[Challenges]
a - In the wordsplit documentation, which flag enables whitespace trimming?
b - Write the next part of the wordsplit documentation, starting after its last sentence.

[Document text]
<<<<

The function wordsplit_len acts similarly, except that it accesses only first len bytes of the string s, which is not required to be null-terminated.

When no longer needed, the resources allocated by a call to one of these functions must be freed using wordsplit_free.

The function wordsplit_free_words frees only the memory allocated for elements of ws_wordv after which it resets ws_wordv to NULL and ws_wordc to zero.

The usual calling sequence is:

wordsplit_t ws;
int rc;

if (wordsplit(s, &ws, WRDSF_DEFFLAGS)) {
for (i = 0; i < ws.ws_wordc; i++) {
/* do something with ws.ws_wordv[i] */
}
}
wordsplit_free(&ws);

Notice, that wordsplit_free must be called after each invocation of wordsplit or wordsplit_len, even if it resulted in error.

The function wordsplit_getwords returns in wordv an array of words, and in wordc the number of elements in wordv. The array can be used after calling wordsplit_free. The caller becomes responsible for freeing the memory allocated for each element of the array and the array pointer itself.

The function wordsplit_perror prints error message from the last invocation of wordsplit. It uses the function pointed to by the ws_error member. By default, it outputs the message on the standard error.

For more sophisticated error reporting, the function wordsplit_strerror can be used. It returns a pointer to the string describing the error. The caller should treat this pointer as a constant string. It should not try to alter or deallocate it.

The function wordsplit_clearerr clears the error condition associated with ws.

INCREMENTAL MODE

In incremental mode wordsplit parses one word per invocation. It returns WRDSF_OK on success and WRDSF_NOINPUT when entire input string has been processed.

This mode is enabled if the flag WRDSF_INCREMENTAL is set in the flags argument. Subsequent calls to wordsplit must have NULL as first argument. Each successful call will return exactly one word in ws.ws_wordv[0].

An example usage:

wordsplit_t ws;
int rc;
flags = WRDSF_DEFFLAGS|WRDSF_INCREMENTAL;

for (rc = wordsplit(s, &ws, flags); rc == WRDSF_OK;
rc = wordsplit(NULL, &ws, flags)) {
process(ws.ws_wordv[0]);
}

if (rc != WRDSE_NOINPUT)
wordsplit_perror(&ws);

wordsplit_free(&ws);

OPTIONS

The number of flags is limited to 32 (the width of uint32_t data type). By the time of this writing each bit is already occupied by a corresponding flag. However, the number of features wordsplit provides requires still more. Additional features can be requested by setting a corresponding option bit in the ws_option field of the struct wordsplit argument. To inform wordsplit functions that this field is initialized the WRDSF_OPTIONS flag must be set.

Option symbolic names begin with WRDSO_. They are discussed in detail in the subsequent chapters.

EXPANSION

Expansion is performed on the input after it has been split into words. The kinds of expansion to be performed are controlled by the appropriate bits set in the flags argument. Whatever expansion kinds are enabled, they are always run in the order described in this section.

Whitespace trimming
Whitespace trimming removes any leading and trailing whitespace from the initial word array. It is enabled by the WRDSF_WS flag. Whitespace trimming is enabled automatically if the word delimiters (ws_delim member) contain whitespace characters (" \t\n"), which is the default.

>>>>

[Entries shown]
<<<<

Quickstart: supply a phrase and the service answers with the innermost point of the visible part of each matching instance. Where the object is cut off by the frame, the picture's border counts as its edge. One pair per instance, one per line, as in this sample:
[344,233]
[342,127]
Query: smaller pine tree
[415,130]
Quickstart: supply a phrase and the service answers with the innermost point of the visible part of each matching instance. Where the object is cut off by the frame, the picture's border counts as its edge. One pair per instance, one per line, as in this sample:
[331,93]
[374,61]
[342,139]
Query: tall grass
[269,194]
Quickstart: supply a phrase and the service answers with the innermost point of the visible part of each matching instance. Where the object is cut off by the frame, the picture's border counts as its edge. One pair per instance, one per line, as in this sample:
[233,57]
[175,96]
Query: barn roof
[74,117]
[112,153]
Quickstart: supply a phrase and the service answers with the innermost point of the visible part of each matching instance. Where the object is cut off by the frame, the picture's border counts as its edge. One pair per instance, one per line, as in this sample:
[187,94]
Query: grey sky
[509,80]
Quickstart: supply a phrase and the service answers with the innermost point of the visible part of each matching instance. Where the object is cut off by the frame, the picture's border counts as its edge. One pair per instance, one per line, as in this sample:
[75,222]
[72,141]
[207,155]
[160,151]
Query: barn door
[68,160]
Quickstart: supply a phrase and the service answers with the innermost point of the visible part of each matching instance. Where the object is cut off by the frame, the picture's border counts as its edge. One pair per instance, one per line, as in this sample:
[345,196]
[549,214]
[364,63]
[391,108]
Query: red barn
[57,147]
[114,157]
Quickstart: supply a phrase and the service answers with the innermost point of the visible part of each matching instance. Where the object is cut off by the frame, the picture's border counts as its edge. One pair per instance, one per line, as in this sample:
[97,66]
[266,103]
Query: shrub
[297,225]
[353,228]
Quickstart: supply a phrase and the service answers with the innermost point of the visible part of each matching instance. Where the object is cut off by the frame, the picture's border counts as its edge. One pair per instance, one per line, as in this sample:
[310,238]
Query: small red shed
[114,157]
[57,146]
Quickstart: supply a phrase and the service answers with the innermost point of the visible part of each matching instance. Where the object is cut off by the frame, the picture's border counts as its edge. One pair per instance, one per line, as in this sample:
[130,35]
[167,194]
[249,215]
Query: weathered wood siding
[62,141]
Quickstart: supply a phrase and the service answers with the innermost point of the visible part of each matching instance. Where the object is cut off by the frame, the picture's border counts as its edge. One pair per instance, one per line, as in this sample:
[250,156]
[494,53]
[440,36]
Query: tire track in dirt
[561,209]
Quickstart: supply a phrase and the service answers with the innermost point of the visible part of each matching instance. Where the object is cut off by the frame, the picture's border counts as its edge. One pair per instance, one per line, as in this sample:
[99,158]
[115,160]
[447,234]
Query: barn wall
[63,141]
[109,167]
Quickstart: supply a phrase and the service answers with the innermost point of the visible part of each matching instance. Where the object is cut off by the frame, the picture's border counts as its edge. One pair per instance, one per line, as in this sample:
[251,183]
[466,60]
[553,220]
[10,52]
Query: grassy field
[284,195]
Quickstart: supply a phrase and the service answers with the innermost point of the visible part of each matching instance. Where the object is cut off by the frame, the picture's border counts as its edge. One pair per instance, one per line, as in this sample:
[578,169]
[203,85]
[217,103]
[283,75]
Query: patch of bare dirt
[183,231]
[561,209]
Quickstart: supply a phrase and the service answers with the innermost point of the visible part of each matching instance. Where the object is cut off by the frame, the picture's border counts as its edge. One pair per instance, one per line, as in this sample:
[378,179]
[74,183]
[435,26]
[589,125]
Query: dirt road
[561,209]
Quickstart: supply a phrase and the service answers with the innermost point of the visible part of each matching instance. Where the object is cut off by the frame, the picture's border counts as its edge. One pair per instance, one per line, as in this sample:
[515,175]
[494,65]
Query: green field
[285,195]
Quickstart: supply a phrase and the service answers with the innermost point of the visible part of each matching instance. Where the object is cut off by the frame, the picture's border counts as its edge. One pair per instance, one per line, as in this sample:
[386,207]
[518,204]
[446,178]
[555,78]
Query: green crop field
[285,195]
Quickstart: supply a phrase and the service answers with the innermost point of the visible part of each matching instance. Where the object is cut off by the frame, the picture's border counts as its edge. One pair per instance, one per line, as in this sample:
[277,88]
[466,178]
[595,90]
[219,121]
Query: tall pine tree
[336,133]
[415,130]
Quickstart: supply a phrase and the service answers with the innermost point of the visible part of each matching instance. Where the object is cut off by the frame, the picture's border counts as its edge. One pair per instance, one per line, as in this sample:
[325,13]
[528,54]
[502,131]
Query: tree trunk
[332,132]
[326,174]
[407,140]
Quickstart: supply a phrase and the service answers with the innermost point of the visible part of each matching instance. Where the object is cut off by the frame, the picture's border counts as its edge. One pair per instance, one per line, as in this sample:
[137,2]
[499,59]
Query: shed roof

>>>>

[Answers]
a - WRDSF_WS

b -
Variable expansion
Variable expansion replaces each occurrence of $NAME or ${NAME} with the value of the variable NAME. It is enabled by default and can be disabled by setting the WRDSF_NOVAR flag. The caller is responsible for supplying the table of available variables. Two mechanisms are provided: environment array and a callback function.

Environment array is a NULL-terminated array of variables, stored in the ws_env member. The WRDSF_ENV flag must be set in order to instruct wordsplit to use this array.

By default, elements of the ws_env array have the form NAME=VALUE. An alternative format is enabled by the WRDSF_ENV_KV flag. When it is set, each variable is described by two consecutive elements in the array: ws_env[n] containing the variable name, and ws_env[n+1] containing its value. If the latter is NULL, the corresponding variable is undefined.

More sophisticated variable tables can be implemented using callback function. The ws_getvar member should be set to point to that function and WRDSF_GETVAR flag must be set. The function itself shall be defined as

int getvar (char **ret, const char *var, size_t len, void *clos);

The function shall look up the variable identified by the first len bytes of the string var. If the variable is found, the function shall store a copy of its value (allocated using malloc(3)) in the memory location pointed to by ret, and return WRDSE_OK. If the variable is not found, the function shall return WRDSE_UNDEF. Otherwise, a non-zero error code shall be returned.

If ws_getvar returns WRDSE_USERERR, it must store the pointer to the error description string in *ret. In any case (whether returning 0 or WRDSE_USERERR), the data returned in ret must be allocated using malloc(3).

If both ws_env and ws_getvar are used, the variable is first looked up in ws_env. If it is not found there, the ws_getvar callback is invoked. This order is reverted if the WRDSO_GETVARPREF option is set.

During variable expansion, the forms below cause wordsplit to test for a variable that is unset or null. Omitting the colon results in a test only for a variable that is unset.
${
variable:-word}

Use Default Values. If variable is unset or null, the expansion of word is substituted. Otherwise, the value of variable is substituted.

${variable:=word}

Assign Default Values. If variable is unset or null, the expansion of word is assigned to variable. The value of variable is then substituted.

${variable:?word}

Display Error if Null or Unset. If variable is null or unset, the expansion of word (or a message to that effect if word is not present) is output using ws_error. Otherwise, the value of variable is substituted.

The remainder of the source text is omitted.